### Texte fourni
↓

Suite à la détection de particules virales du SARS-CoV-2 dans les selles de patients, les mesures d’hygiénisation des boues issues des stations d’épuration avant leur épandage ont été généralisées à l’ensemble des volumes produits, essentiellement pour protéger les applicateurs. Le risque de propagation du virus dans la population par cette voie apparaît négligeable.

D’une station d’épuration sortent deux produits : les eaux traitées, qui rejoignent le milieu naturel, et des boues, qui sont valorisées essentiellement en agriculture. « C’est même 100 % des boues issues des stations gérées par le Syndicat des eaux et de l’assainissement (SDEA) Alsace-Moselle qui sont valorisées en agriculture », souligne Thierry Willmann, responsable de la valorisation des boues au SDEA. 70 % le sont directement en sortie de station, après stockage, soit sous forme liquide, brute, ou après traitement. Les 30 % restants sont issus de stations d’épuration situées dans des secteurs où le potentiel d’épandage agricole est trop restreint pour les accueillir (zones de montagne…). Ces boues partent alors vers des filières de compostage, dont le produit sera aussi épandu sur des champs.

Mais il existe une exception à cette valorisation agricole des boues de station d’épuration : leur non-conformité. « Lorsque la qualité des boues les rend impropres à l’épandage, elles sont incinérées ou enfouies », précise Thierry Willmann, qui ajoute que ce cas de figure n’a pas été rencontré depuis plusieurs années, « grâce à la sensibilisation des usagers à la nécessité de préserver la qualité de la ressource en eau ».

Mais ça, c’était avant le Covid-19. Lorsque l’épidémie s’est propagée à travers la population, « la Fédération nationale des collectivités concédantes et régies (FNCCR), à laquelle adhère le SDEA, a suivi l’évolution de la maladie de près. Il fallait prendre les mesures qui s’imposent en matière de gestion du cycle de l’eau », rembobine Thierry Willmann. Une veille qui a conduit le SDEA à prendre la décision d’arrêter l’épandage de boues non hygiénisées à partir du 16 mars 2020, soit avant que l’Agence nationale de sécurité sanitaire de l’alimentation, de l’environnement et du travail (Anses) n’émette cette recommandation, le 2 avril 2020. « Cette décision a été prise pour ne pas prendre le risque d’exposer au virus notre quarantaine de prestataires d’épandage, essentiellement des Entreprises de travaux agricoles (ETA) », souligne Thierry Willmann. Cette mesure a été « plutôt bien accueillie » par les prestataires, même si cela représente pour eux une baisse d’activité, donc de revenu.

↑

### Données fournies
↓

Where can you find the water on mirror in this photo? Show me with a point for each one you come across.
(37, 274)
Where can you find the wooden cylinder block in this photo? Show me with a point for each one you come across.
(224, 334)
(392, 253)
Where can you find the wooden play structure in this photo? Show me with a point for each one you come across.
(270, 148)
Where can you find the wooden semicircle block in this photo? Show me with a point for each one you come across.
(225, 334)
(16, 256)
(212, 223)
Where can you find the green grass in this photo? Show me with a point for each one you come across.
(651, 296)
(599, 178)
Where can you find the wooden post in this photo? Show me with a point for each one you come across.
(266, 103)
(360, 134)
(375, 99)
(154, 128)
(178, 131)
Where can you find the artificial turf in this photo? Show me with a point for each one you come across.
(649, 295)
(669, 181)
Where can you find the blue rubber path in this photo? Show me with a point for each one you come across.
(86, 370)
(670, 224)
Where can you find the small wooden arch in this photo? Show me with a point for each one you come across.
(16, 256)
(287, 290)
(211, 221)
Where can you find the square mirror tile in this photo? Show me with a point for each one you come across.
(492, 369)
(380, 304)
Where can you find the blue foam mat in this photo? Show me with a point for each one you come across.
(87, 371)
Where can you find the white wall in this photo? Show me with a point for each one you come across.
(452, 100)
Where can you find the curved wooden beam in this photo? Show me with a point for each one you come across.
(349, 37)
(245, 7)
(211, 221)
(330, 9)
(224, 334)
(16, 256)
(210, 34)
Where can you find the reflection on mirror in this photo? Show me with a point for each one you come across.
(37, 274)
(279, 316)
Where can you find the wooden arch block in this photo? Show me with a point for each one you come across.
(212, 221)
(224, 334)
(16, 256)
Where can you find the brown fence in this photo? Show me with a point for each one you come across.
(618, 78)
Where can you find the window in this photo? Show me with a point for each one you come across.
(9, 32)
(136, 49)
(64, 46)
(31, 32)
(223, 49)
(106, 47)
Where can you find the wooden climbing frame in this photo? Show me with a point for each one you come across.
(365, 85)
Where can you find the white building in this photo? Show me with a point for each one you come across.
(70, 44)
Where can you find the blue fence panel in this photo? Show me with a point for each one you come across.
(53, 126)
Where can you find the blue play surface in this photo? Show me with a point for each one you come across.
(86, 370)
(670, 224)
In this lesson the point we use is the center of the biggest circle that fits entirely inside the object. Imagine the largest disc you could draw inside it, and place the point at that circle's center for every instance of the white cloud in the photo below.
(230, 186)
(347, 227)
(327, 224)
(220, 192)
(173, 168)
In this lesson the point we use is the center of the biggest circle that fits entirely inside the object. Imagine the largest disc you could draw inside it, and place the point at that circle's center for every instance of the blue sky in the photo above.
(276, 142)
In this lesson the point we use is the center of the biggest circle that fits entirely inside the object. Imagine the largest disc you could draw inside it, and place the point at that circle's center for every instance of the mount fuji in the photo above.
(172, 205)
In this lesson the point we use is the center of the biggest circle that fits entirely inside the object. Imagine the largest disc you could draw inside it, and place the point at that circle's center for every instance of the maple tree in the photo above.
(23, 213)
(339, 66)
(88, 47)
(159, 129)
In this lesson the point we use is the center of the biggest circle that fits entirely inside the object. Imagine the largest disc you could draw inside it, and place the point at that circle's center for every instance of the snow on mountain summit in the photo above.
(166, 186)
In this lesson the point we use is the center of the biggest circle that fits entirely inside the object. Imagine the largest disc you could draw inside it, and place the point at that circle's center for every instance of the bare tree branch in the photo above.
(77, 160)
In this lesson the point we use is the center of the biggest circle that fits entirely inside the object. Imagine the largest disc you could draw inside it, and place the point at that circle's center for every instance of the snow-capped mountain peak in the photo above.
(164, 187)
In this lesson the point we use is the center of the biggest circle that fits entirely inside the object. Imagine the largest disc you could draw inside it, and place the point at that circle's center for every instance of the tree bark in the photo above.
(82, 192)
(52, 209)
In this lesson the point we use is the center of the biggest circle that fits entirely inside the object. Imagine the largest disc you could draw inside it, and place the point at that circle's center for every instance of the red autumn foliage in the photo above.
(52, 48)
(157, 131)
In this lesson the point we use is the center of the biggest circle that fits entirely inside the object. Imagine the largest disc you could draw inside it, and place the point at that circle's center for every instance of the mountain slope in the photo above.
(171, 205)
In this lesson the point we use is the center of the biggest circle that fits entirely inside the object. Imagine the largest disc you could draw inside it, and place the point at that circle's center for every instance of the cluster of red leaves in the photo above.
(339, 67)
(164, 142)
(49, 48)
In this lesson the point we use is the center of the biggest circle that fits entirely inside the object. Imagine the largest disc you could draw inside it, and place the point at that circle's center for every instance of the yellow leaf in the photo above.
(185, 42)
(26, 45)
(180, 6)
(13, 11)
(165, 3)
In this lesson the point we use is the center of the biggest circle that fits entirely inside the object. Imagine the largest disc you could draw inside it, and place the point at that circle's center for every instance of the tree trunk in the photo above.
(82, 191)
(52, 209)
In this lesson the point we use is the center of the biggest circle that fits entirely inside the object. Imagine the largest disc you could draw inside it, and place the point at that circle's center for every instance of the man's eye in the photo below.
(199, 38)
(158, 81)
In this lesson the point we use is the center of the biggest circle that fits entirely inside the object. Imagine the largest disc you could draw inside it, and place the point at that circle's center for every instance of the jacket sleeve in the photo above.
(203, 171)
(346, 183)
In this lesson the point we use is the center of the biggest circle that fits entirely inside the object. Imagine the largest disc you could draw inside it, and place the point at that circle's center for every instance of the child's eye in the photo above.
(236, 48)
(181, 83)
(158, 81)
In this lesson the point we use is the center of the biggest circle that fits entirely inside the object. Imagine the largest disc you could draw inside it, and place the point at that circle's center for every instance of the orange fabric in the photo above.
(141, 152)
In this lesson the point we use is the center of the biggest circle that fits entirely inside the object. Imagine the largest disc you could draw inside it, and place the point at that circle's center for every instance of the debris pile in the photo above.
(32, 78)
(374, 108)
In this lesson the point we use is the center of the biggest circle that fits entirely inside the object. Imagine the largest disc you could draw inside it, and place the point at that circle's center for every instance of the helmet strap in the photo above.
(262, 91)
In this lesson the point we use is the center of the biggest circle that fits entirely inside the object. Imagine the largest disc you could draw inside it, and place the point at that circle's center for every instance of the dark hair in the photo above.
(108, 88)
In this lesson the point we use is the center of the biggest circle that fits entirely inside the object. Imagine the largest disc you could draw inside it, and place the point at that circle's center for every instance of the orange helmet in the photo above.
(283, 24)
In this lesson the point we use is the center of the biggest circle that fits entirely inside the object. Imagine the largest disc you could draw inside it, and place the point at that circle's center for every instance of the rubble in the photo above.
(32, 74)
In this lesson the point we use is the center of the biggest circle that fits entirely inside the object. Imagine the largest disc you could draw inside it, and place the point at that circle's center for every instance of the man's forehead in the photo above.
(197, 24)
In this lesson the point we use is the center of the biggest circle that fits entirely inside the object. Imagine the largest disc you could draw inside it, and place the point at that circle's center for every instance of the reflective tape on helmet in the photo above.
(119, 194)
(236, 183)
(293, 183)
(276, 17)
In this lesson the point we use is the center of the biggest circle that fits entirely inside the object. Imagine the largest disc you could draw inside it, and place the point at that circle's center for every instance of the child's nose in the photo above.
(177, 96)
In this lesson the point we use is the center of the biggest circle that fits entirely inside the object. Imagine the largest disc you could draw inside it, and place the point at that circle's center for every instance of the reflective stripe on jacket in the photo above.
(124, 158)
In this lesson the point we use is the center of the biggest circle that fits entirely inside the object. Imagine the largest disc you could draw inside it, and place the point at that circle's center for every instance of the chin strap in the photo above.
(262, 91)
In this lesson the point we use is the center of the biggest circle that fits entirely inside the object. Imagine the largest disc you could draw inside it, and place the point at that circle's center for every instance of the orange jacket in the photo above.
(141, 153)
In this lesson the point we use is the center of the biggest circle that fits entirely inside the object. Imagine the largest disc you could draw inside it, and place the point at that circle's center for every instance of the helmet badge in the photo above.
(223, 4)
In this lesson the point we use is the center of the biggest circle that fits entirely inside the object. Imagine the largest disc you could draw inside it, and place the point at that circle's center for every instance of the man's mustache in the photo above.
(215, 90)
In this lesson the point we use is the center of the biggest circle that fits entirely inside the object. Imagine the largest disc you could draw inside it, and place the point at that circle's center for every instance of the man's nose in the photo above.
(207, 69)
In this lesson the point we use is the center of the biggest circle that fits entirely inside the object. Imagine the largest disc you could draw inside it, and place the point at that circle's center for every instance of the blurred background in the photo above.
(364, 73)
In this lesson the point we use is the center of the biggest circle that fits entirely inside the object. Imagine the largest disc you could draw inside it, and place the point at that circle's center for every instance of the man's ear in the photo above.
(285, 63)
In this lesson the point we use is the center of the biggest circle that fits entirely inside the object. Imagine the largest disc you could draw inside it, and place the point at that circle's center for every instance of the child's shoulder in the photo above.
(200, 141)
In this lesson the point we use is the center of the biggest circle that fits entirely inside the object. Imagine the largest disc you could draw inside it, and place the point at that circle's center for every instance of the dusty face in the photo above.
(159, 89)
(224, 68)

↑

### Tâche 1
Reproduisez fidèlement le passage du texte sur les boues d'épuration qui commence par les mots contenant « D’une station d’épuration » et se termine par « sur des champs. ».
### Tâche 2
Répondez aux questions suivantes d'après le texte sur les boues d'épuration.
(a) Quelle part des boues issues des stations du SDEA est valorisée directement en sortie de station ?
(b) À partir de quelle date le SDEA a-t-il arrêté l'épandage de boues non hygiénisées ?
(c) Que deviennent les boues dont la qualité les rend impropres à l'épandage ?
Les données constituent un matériau distinct du texte sur les boues d'épuration.

### Réponse 1
D’une station d’épuration sortent deux produits : les eaux traitées, qui rejoignent le milieu naturel, et des boues, qui sont valorisées essentiellement en agriculture. « C’est même 100 % des boues issues des stations gérées par le Syndicat des eaux et de l’assainissement (SDEA) Alsace-Moselle qui sont valorisées en agriculture », souligne Thierry Willmann, responsable de la valorisation des boues au SDEA. 70 % le sont directement en sortie de station, après stockage, soit sous forme liquide, brute, ou après traitement. Les 30 % restants sont issus de stations d’épuration situées dans des secteurs où le potentiel d’épandage agricole est trop restreint pour les accueillir (zones de montagne…). Ces boues partent alors vers des filières de compostage, dont le produit sera aussi épandu sur des champs.

### Réponse 2
(a) 70 %.
(b) Le 16 mars 2020.
(c) Elles sont incinérées ou enfouies.